▶ **DATA**:
- - - - - - -

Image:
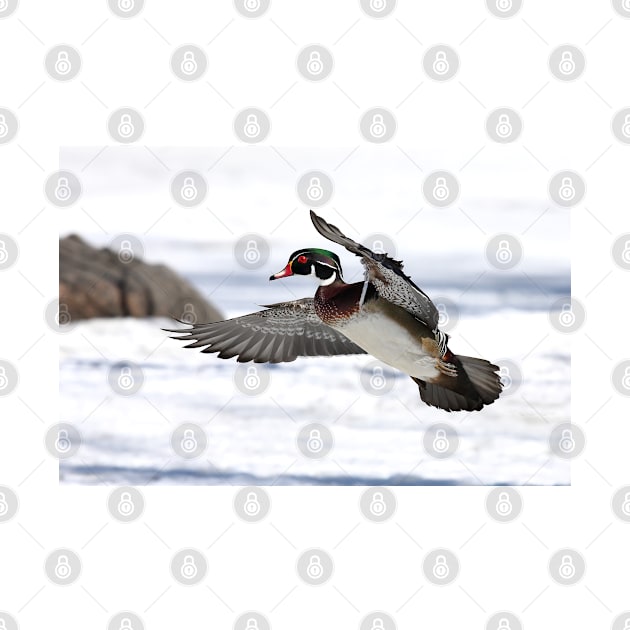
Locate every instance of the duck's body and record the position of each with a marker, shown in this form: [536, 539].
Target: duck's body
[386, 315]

- - - - - - -

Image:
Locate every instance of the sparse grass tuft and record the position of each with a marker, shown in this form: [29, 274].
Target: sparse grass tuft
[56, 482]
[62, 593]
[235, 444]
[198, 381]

- - - - - - -

▶ **SET PROBLEM**:
Please pull out every line of the items above that contains the word "shown".

▶ **ANSWER FOR THIS EXERCISE**:
Locate every instance of the duck's body and record the position of each with a marker, shown in this form: [536, 539].
Locate every instance of the sparse grass tuft and record the position of each with a marker, shown in this form: [29, 274].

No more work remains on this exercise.